▶ _TASK PROMPT_
Below are records; how many of their lines hold the string "hair"? Reply with nothing but the number.

******

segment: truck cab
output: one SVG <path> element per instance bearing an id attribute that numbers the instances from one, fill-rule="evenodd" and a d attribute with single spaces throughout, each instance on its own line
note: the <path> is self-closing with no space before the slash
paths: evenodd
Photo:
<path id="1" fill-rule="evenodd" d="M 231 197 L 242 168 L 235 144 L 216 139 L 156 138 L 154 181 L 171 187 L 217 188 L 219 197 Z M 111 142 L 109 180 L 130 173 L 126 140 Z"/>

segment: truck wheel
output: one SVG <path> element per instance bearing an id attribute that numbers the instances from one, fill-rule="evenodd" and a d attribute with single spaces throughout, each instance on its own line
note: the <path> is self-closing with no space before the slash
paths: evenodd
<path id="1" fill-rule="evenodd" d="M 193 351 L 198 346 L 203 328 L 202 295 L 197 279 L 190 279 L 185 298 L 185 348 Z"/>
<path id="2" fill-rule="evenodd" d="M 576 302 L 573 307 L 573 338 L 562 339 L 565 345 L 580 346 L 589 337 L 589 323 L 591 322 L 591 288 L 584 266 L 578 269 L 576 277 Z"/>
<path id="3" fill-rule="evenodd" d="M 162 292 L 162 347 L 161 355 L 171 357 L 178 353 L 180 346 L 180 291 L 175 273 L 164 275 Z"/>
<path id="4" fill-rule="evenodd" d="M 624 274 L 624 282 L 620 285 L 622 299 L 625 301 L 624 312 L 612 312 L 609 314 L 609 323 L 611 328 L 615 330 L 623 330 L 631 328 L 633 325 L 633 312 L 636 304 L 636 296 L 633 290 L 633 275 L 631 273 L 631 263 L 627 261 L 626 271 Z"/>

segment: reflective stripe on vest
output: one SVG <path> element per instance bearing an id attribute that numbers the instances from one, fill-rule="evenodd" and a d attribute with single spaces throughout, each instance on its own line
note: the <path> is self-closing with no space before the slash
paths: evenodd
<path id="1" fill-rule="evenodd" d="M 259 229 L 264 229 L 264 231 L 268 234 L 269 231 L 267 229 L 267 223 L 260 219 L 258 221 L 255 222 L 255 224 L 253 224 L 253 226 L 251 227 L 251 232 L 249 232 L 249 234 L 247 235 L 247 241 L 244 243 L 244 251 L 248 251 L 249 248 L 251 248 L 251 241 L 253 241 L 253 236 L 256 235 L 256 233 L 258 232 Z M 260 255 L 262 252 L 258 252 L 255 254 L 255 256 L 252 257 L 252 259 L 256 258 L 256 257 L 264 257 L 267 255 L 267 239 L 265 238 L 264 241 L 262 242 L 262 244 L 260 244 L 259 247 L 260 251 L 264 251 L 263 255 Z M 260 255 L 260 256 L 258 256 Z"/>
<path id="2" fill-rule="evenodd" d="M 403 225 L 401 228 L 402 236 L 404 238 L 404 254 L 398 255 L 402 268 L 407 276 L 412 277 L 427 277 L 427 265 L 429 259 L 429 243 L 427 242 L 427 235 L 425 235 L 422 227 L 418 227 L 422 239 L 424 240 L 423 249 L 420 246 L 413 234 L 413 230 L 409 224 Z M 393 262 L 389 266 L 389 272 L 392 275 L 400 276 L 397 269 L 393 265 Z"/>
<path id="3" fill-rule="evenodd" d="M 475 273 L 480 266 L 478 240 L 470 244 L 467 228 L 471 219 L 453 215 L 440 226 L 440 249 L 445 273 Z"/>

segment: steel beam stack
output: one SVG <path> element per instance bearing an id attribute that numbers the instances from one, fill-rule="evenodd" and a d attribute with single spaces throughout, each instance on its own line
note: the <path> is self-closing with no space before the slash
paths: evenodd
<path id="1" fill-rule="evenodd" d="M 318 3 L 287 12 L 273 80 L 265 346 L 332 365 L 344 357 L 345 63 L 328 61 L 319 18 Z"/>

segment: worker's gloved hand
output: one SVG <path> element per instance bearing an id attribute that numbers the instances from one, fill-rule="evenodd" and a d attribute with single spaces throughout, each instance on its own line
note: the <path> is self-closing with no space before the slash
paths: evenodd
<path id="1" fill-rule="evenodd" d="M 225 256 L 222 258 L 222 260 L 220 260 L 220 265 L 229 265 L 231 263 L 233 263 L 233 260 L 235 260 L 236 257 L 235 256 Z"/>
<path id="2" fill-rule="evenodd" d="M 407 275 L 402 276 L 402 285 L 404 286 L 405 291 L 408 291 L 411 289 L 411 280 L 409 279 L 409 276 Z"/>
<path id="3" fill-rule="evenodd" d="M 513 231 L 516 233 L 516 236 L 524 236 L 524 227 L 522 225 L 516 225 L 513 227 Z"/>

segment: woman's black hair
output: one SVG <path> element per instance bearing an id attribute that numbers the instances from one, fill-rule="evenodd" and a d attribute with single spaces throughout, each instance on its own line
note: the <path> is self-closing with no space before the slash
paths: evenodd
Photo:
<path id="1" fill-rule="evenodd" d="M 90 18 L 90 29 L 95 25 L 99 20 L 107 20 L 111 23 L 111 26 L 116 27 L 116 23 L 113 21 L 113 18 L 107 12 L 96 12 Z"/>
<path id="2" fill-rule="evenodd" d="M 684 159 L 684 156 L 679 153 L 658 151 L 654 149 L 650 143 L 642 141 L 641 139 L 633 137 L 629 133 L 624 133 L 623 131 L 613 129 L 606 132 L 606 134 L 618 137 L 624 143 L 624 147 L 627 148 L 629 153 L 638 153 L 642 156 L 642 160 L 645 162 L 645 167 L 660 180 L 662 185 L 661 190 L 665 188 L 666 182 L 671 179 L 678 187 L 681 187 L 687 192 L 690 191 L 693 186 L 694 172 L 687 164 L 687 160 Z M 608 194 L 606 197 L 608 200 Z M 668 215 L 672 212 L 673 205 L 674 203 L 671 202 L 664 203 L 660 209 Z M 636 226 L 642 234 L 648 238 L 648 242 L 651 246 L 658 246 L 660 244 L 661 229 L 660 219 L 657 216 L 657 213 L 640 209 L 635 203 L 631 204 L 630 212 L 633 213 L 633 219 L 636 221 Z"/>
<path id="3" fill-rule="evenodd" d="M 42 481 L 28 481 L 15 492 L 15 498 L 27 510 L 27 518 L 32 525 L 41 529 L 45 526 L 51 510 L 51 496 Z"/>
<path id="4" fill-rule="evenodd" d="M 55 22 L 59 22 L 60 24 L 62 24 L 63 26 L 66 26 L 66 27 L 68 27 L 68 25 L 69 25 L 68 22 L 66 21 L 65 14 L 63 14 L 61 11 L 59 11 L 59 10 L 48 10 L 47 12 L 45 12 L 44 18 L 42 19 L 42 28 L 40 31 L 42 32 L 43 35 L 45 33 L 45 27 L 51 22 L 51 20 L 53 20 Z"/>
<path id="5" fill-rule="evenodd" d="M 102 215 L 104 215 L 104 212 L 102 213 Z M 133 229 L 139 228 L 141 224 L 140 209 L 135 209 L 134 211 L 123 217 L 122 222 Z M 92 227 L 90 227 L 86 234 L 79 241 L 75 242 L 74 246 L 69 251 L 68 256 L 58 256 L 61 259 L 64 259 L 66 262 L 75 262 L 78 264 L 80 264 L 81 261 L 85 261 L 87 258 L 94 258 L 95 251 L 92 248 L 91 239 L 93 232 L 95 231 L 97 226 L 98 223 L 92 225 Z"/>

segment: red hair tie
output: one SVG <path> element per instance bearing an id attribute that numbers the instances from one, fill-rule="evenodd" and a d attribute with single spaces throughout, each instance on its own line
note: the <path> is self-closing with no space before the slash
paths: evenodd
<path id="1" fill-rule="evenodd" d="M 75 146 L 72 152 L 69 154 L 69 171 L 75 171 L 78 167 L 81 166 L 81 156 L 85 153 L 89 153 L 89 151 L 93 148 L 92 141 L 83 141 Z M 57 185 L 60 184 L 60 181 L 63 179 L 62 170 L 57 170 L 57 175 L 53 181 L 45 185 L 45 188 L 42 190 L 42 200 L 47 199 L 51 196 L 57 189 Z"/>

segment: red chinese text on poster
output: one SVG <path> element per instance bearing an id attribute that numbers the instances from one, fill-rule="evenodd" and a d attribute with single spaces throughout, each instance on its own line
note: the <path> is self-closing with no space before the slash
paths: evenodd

******

▶ _WRITTEN REPLY_
2